## Exercise
Transcribe every line of the records below word for word, leaving out the pictures.

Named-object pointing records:
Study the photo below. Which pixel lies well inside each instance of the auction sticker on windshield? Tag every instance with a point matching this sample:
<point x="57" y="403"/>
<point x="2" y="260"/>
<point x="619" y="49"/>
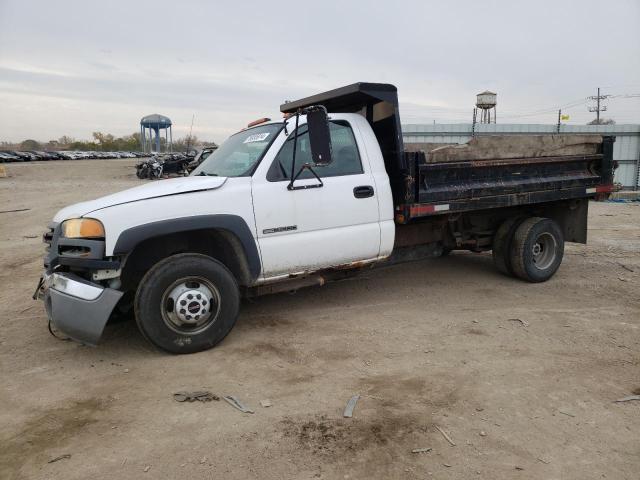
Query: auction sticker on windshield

## Right answer
Study the photo below. Which pixel lies well inside each instance of the auction sticker on windshield? Tag every instance with a point matching this sample:
<point x="57" y="403"/>
<point x="2" y="260"/>
<point x="619" y="49"/>
Query: auction sticker on windshield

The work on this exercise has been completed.